§ Excerpts of location labeling data
------------

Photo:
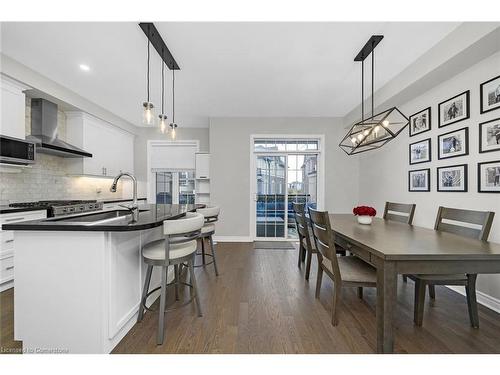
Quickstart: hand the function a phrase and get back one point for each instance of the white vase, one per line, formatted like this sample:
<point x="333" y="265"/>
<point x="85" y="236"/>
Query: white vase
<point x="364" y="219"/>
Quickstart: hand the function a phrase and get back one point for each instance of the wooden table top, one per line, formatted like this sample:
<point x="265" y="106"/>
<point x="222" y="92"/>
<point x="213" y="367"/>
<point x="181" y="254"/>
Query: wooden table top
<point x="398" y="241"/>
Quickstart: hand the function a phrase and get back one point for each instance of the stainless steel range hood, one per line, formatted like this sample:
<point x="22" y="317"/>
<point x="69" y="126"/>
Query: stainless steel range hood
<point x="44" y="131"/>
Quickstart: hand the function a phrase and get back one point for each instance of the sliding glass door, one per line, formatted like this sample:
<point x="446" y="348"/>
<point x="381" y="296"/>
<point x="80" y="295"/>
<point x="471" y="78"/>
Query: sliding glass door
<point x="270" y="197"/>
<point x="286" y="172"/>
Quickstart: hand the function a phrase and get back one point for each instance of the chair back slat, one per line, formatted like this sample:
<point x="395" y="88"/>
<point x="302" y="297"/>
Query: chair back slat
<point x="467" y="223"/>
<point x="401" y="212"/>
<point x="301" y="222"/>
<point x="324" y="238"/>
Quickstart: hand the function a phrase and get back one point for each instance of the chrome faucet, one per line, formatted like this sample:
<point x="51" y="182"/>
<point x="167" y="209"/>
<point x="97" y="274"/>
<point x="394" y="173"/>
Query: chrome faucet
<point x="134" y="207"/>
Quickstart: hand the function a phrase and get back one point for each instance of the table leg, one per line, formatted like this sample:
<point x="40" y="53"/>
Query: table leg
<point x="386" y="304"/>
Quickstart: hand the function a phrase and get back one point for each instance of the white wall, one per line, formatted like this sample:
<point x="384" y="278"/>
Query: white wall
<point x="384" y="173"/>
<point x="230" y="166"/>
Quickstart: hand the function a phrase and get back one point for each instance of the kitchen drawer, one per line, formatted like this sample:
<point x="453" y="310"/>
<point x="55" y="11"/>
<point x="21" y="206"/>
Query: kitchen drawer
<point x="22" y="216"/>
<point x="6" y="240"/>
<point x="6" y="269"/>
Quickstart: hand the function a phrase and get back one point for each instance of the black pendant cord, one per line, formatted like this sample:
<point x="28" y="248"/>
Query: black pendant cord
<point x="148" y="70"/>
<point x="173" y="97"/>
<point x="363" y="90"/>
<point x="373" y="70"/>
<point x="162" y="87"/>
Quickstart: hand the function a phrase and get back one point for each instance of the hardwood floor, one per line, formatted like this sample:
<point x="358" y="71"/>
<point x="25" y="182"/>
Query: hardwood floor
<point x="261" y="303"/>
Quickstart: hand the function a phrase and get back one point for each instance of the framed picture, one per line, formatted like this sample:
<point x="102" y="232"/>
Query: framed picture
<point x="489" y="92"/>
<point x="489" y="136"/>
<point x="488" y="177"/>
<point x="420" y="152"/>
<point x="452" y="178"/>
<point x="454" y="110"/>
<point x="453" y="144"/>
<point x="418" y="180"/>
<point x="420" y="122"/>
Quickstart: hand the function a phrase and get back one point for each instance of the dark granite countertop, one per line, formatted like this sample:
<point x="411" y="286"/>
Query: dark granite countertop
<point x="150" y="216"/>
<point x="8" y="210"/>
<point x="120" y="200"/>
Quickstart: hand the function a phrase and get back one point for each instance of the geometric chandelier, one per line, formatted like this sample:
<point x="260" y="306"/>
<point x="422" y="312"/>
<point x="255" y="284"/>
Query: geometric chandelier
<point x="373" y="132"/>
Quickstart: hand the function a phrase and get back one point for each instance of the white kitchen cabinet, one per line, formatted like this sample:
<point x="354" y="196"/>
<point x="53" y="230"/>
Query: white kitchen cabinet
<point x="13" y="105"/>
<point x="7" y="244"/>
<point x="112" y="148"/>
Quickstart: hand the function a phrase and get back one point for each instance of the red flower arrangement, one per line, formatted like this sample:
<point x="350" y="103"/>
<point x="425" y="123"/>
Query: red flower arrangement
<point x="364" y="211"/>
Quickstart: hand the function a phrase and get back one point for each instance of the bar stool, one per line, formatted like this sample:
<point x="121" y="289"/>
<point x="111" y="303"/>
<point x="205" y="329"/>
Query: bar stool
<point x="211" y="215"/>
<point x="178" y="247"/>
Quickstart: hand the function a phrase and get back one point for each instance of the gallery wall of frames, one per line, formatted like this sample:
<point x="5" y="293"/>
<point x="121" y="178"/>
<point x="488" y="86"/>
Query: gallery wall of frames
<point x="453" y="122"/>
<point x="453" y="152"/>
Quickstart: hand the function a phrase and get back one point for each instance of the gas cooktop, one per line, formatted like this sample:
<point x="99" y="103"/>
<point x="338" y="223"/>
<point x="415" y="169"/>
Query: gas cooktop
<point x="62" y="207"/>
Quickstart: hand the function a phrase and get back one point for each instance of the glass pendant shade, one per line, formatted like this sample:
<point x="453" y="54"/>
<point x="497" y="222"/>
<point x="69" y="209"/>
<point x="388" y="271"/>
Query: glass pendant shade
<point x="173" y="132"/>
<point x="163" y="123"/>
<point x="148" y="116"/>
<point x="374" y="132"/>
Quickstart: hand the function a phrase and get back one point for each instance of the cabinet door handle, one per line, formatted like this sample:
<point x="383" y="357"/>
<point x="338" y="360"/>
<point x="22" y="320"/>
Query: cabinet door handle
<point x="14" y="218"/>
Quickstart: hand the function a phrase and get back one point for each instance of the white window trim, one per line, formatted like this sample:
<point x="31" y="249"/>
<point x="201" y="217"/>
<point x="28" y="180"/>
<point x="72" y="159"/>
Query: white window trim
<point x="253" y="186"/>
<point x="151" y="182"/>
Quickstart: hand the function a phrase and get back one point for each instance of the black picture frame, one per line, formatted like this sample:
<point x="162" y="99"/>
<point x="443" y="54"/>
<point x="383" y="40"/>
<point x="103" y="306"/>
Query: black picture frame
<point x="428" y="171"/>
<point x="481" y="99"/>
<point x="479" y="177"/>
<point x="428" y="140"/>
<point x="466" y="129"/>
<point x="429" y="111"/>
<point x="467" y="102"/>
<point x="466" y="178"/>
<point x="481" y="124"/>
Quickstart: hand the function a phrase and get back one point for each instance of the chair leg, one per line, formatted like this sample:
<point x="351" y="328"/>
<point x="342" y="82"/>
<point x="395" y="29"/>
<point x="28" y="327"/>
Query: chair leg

------------

Give back the whole listing as it stands, minus its pictures.

§ Exercise answer
Photo:
Quickstart: hand the function a phrase and get back one point for each instance of the white vase, one per line, formatted like this sample:
<point x="333" y="265"/>
<point x="85" y="236"/>
Query: white vase
<point x="364" y="219"/>
Quickstart: hand the function a phrase and get back one point for each instance of the wooden table top, one per line, formatted like this sample:
<point x="265" y="106"/>
<point x="222" y="92"/>
<point x="213" y="367"/>
<point x="181" y="254"/>
Query: wooden table top
<point x="398" y="241"/>
Quickstart: hand the function a phrase and get back one point for each instance of the stainless steel range hood, one per line, formatted like this sample:
<point x="22" y="317"/>
<point x="69" y="126"/>
Query: stainless steel range hood
<point x="44" y="131"/>
Quickstart: hand the function a phrase and get back one point for each instance of the sliding glass door, one per line, formatted like this sample:
<point x="446" y="348"/>
<point x="381" y="296"/>
<point x="80" y="295"/>
<point x="471" y="78"/>
Query: sliding glass door
<point x="270" y="197"/>
<point x="286" y="172"/>
Quickstart: hand the function a phrase and get back one point for each instance of the chair back slat, one per line, formatted like this sample:
<point x="395" y="88"/>
<point x="302" y="297"/>
Query: chair back slat
<point x="467" y="223"/>
<point x="401" y="212"/>
<point x="301" y="222"/>
<point x="324" y="238"/>
Quickstart: hand the function a phrase and get back one point for each instance of the chrome faucet, one per line, formatted like this sample:
<point x="51" y="182"/>
<point x="167" y="209"/>
<point x="97" y="274"/>
<point x="394" y="173"/>
Query: chrome faucet
<point x="134" y="207"/>
Quickstart: hand the function a phrase and get back one point for each instance of the table leg, one per line, formatted like this sample:
<point x="40" y="53"/>
Query: table leg
<point x="386" y="304"/>
Quickstart: hand the function a phrase and get back one point for each instance of the white wall, one per line, formatted like this sample:
<point x="384" y="278"/>
Query: white wall
<point x="384" y="173"/>
<point x="230" y="166"/>
Quickstart: hand the function a phrase and get back one point for each instance of the kitchen drawer, one per line, formatted like this sample:
<point x="453" y="310"/>
<point x="55" y="11"/>
<point x="21" y="206"/>
Query: kitchen drawer
<point x="22" y="216"/>
<point x="6" y="240"/>
<point x="6" y="269"/>
Quickstart: hand the function a phrase and get back one point for each instance of the black pendant cord, one per line, formatted like this sample:
<point x="28" y="248"/>
Query: black pendant cord
<point x="148" y="70"/>
<point x="173" y="97"/>
<point x="363" y="90"/>
<point x="373" y="70"/>
<point x="162" y="87"/>
Quickstart: hand the function a phrase and get back one point for each instance of the hardwood floor, one per line, formatted like this sample:
<point x="358" y="71"/>
<point x="25" y="182"/>
Query: hardwood floor
<point x="261" y="303"/>
Quickstart: hand the function a phrase and get back one point for each instance of the framed picture, one per line, formatted like this sample:
<point x="102" y="232"/>
Query: framed picture
<point x="489" y="92"/>
<point x="489" y="136"/>
<point x="488" y="177"/>
<point x="420" y="152"/>
<point x="452" y="178"/>
<point x="454" y="110"/>
<point x="453" y="144"/>
<point x="418" y="180"/>
<point x="420" y="122"/>
Quickstart: hand the function a phrase and get back one point for each instance of the dark granite countertop, one per line, formatted like this sample:
<point x="411" y="286"/>
Query: dark granite countertop
<point x="150" y="216"/>
<point x="8" y="210"/>
<point x="120" y="200"/>
Quickstart: hand the function a phrase and get back one point for each instance of the geometric chandelier, one per line, formatted like this sample:
<point x="260" y="306"/>
<point x="422" y="312"/>
<point x="255" y="284"/>
Query: geometric chandelier
<point x="373" y="132"/>
Quickstart: hand the function a phrase and get back one point for each instance of the white kitchen cabinet, one per line, formatted like this sample:
<point x="354" y="196"/>
<point x="53" y="230"/>
Query: white kitchen cabinet
<point x="13" y="105"/>
<point x="7" y="244"/>
<point x="112" y="148"/>
Quickstart: hand the function a phrase and get back one point for each instance of the red flower arrangement, one per line, formatted like this sample:
<point x="350" y="103"/>
<point x="425" y="123"/>
Query: red flower arrangement
<point x="364" y="211"/>
Quickstart: hand the function a phrase and get back one point for each instance of the bar stool, one per line, formatted like this sample:
<point x="121" y="289"/>
<point x="111" y="303"/>
<point x="205" y="329"/>
Query: bar stool
<point x="211" y="215"/>
<point x="178" y="247"/>
Quickstart: hand the function a phrase and get back one point for each instance of the gallery wall of frames, one per line, formatted like this sample:
<point x="5" y="293"/>
<point x="121" y="178"/>
<point x="488" y="86"/>
Query: gallery wall of frames
<point x="453" y="122"/>
<point x="453" y="152"/>
Quickstart: hand the function a phrase and get back one point for each instance of the gas cooktop, one per line, formatted like this sample:
<point x="99" y="103"/>
<point x="338" y="223"/>
<point x="415" y="169"/>
Query: gas cooktop
<point x="62" y="207"/>
Quickstart: hand the function a phrase and get back one point for each instance of the glass pendant shade, one per line, formatted like this sample:
<point x="453" y="54"/>
<point x="497" y="222"/>
<point x="69" y="209"/>
<point x="388" y="271"/>
Query: glass pendant shade
<point x="173" y="132"/>
<point x="163" y="123"/>
<point x="148" y="116"/>
<point x="374" y="132"/>
Quickstart: hand the function a phrase and get back one point for each instance of the cabinet door handle, one per line, formatted like this sample:
<point x="383" y="357"/>
<point x="338" y="360"/>
<point x="22" y="320"/>
Query: cabinet door handle
<point x="14" y="218"/>
Quickstart: hand the function a phrase and get back one point for each instance of the white window trim, one per line, formatted like this sample:
<point x="31" y="249"/>
<point x="201" y="217"/>
<point x="28" y="180"/>
<point x="72" y="159"/>
Query: white window trim
<point x="253" y="186"/>
<point x="151" y="182"/>
Quickstart: hand the function a phrase and get back one point for each instance of the black picture frame, one per line, formatted like this sample:
<point x="162" y="99"/>
<point x="443" y="54"/>
<point x="383" y="40"/>
<point x="103" y="306"/>
Query: black picture frame
<point x="428" y="171"/>
<point x="481" y="99"/>
<point x="479" y="177"/>
<point x="428" y="140"/>
<point x="466" y="129"/>
<point x="429" y="111"/>
<point x="467" y="102"/>
<point x="466" y="178"/>
<point x="481" y="124"/>
Quickstart: hand the function a phrase and get back one point for each instance of the chair leg, one per line, formatted like this sample:
<point x="351" y="328"/>
<point x="342" y="82"/>
<point x="395" y="29"/>
<point x="28" y="327"/>
Query: chair leg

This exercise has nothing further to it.